═══ Available records

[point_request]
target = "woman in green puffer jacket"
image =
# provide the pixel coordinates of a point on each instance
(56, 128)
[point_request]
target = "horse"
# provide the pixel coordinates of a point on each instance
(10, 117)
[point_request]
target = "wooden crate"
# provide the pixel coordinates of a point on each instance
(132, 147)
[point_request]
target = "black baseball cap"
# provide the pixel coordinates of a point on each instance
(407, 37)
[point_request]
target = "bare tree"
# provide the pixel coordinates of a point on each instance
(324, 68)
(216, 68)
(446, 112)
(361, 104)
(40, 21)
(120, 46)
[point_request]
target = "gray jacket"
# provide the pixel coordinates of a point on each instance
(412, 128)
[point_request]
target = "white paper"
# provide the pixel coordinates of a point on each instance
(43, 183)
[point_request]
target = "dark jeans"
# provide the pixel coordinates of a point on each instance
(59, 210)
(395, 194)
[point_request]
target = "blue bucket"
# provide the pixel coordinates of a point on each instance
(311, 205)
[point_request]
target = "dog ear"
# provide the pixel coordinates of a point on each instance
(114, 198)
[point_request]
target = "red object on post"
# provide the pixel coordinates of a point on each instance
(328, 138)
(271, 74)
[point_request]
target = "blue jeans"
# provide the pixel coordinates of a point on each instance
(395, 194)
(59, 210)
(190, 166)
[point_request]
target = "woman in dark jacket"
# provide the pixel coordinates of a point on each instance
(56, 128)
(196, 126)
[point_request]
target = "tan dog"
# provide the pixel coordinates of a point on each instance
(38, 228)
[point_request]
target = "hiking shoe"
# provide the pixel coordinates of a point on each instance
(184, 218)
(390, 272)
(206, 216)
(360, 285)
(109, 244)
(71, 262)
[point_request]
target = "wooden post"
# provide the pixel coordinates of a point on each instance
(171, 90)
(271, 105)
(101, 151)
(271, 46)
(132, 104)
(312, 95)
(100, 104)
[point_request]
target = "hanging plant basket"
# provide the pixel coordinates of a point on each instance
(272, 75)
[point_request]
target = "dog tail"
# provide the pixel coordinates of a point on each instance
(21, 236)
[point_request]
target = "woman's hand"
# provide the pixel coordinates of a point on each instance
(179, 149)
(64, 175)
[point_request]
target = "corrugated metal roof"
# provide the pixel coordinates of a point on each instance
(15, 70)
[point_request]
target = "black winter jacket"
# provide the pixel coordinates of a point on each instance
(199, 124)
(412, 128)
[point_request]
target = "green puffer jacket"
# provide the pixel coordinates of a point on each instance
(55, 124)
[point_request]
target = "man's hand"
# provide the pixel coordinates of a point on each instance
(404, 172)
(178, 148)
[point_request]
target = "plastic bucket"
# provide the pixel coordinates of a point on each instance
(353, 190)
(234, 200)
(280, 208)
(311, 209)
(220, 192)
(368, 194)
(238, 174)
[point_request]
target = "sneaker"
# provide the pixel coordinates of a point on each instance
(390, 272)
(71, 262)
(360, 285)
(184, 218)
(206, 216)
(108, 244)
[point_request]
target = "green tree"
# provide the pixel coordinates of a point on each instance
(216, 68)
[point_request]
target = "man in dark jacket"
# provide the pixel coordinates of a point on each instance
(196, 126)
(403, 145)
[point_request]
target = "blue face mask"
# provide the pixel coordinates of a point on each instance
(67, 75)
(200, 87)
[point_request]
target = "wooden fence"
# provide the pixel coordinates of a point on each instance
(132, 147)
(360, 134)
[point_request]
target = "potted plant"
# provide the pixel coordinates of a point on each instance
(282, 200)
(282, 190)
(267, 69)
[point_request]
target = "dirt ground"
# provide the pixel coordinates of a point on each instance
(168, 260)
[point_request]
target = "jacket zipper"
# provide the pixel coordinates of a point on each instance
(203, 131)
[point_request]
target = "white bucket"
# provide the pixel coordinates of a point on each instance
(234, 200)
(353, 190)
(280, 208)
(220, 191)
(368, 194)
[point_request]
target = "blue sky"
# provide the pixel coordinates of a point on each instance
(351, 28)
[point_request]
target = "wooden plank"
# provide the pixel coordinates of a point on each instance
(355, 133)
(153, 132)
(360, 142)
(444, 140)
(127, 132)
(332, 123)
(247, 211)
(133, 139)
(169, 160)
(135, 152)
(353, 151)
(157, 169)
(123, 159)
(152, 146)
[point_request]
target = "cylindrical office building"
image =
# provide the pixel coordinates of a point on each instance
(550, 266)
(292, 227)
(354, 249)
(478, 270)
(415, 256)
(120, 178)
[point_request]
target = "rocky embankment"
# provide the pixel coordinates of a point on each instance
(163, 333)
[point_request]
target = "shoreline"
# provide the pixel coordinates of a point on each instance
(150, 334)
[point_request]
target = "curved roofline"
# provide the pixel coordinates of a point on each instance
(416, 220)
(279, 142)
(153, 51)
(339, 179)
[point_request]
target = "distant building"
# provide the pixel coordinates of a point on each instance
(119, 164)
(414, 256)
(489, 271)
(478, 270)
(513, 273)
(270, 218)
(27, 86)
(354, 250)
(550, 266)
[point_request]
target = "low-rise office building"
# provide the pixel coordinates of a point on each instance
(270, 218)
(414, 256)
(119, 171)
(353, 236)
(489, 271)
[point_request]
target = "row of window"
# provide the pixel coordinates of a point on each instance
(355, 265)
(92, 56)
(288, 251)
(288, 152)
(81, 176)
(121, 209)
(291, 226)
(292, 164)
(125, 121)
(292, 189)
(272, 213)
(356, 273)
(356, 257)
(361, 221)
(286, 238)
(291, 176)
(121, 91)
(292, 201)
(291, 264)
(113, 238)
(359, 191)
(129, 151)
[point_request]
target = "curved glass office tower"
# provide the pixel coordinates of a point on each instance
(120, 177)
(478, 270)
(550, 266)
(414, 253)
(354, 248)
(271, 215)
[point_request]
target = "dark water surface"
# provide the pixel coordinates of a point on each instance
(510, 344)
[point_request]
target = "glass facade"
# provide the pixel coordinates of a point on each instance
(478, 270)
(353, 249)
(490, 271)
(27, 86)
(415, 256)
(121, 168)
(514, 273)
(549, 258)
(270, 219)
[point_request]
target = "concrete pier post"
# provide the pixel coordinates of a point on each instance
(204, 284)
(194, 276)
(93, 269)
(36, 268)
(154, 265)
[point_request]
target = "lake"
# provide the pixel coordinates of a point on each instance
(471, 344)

══════

● **Exercise instructions**
Pick out every line in the listing that contains the word "building", and copy each one. Case counts.

● **Solved problem**
target = "cylindrical office building"
target = "distant building"
target = "low-rise office building"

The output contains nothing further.